• _Problem to work on_
Copy the records below verbatim, from the first line through the line containing "Indicate the green conifer", inclusive, and output nothing else.
Source records Block Start
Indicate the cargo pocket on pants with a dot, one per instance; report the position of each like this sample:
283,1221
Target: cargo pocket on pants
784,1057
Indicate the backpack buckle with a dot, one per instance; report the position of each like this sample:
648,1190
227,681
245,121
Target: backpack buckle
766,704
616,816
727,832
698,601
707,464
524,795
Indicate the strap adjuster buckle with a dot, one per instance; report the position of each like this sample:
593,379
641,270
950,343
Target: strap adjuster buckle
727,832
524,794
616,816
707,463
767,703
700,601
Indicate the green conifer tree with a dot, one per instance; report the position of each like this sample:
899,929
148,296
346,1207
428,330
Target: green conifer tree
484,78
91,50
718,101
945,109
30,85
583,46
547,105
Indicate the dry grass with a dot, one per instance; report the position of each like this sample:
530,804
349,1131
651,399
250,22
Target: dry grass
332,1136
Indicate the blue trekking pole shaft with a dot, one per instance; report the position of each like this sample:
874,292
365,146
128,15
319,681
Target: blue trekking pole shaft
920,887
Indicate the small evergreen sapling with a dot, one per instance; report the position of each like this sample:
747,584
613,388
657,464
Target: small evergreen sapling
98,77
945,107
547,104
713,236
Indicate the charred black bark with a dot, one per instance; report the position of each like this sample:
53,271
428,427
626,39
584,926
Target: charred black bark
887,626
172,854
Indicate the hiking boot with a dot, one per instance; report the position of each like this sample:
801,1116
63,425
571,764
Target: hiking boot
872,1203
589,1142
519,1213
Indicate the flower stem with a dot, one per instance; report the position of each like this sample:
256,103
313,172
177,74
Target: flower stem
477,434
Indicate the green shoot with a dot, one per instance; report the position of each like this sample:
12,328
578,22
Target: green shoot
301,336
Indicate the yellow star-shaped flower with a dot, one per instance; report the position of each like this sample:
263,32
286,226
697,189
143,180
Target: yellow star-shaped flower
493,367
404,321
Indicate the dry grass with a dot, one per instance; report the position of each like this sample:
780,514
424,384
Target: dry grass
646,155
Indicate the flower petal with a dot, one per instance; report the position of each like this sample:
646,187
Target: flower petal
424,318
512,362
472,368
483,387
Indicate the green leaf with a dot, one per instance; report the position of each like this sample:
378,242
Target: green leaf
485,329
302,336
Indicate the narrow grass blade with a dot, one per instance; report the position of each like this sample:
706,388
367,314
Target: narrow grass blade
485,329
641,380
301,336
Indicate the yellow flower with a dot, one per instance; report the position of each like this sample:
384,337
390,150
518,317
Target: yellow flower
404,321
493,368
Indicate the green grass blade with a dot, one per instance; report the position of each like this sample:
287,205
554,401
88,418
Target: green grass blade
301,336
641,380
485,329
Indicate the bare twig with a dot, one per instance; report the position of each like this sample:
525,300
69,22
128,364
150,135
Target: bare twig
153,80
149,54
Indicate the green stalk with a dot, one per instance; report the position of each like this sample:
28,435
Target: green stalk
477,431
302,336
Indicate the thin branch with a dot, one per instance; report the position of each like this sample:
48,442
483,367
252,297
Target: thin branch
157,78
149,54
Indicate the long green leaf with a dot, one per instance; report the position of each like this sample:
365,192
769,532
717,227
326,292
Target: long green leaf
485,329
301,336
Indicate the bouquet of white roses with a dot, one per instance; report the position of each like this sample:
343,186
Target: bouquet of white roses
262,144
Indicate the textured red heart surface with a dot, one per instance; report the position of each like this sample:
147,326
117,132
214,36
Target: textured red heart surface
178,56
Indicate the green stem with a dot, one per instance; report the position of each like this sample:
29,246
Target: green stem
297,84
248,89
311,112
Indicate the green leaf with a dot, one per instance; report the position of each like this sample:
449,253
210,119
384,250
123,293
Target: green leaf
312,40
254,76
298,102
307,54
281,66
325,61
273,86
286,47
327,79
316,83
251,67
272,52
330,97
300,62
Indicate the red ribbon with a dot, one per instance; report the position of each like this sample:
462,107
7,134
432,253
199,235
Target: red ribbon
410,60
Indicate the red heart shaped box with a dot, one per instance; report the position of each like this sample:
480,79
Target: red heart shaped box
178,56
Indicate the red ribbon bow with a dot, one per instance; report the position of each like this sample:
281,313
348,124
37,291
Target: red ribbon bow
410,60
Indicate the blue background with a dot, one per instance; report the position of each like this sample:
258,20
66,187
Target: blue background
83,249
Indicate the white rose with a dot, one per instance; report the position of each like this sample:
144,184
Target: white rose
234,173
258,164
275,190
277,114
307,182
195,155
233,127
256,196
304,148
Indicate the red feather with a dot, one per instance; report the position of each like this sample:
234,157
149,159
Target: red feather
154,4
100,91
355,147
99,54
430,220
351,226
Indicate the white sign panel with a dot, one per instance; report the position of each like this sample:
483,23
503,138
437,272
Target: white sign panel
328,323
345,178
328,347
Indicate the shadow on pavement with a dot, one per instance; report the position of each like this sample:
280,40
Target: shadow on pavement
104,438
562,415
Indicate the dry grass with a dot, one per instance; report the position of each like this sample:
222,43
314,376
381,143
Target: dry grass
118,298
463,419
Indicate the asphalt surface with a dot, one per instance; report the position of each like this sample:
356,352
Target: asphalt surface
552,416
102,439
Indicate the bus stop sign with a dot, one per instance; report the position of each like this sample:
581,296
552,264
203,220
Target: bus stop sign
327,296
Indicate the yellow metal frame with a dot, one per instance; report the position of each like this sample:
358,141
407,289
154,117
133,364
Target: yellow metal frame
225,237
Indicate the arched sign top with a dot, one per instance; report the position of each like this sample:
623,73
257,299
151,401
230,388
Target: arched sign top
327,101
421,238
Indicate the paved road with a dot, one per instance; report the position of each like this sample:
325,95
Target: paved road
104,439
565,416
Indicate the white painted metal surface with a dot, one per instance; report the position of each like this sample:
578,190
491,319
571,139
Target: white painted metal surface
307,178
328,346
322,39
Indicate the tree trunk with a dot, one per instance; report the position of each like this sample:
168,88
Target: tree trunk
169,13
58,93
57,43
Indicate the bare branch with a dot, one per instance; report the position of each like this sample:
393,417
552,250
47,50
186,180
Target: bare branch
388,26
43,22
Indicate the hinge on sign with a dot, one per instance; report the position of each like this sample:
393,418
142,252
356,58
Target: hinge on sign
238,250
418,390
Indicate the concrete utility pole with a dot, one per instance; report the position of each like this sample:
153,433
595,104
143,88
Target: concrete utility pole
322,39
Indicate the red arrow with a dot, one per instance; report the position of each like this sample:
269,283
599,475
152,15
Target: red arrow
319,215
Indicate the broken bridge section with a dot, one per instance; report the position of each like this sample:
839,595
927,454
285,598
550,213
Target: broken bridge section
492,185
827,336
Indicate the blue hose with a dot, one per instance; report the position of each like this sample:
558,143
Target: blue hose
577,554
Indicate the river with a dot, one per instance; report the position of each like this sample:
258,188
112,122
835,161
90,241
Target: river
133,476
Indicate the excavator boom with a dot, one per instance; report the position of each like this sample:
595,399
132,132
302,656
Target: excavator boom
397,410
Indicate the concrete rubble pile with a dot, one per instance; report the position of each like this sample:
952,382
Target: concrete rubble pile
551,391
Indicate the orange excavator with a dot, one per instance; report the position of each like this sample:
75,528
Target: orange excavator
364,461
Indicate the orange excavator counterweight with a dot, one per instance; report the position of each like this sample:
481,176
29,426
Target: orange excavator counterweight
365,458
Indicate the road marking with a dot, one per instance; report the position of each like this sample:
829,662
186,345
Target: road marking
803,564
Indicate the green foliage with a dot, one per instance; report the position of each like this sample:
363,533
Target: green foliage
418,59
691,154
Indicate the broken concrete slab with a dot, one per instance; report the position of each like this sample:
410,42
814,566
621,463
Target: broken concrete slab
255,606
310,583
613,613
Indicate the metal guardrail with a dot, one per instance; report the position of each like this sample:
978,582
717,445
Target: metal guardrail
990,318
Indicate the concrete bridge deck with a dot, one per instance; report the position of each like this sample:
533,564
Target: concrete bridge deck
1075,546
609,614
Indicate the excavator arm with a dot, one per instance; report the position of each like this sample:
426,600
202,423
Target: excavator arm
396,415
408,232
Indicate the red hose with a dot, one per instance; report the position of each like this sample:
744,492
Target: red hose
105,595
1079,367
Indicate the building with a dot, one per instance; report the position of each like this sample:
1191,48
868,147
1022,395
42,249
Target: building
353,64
Source records Block End
• _Result for this task_
Indicate the cargo pocket on pants with a dot, one per instance; report the position of each like this sample:
283,1221
Target: cargo pocket on pants
784,1057
Indicate the backpack buckle with a dot, one per instance; report the position of each like this sample:
648,1190
227,681
245,121
Target: backpack buckle
766,704
616,816
727,832
698,601
707,464
524,795
Indicate the strap adjuster buckle with a dot, one per instance; report the position of each like this sample:
593,379
641,270
950,343
Target: strap adjuster buckle
727,832
524,794
616,816
707,463
767,703
700,601
Indicate the green conifer tree with a dot, one per instance; report the position of each like this sample:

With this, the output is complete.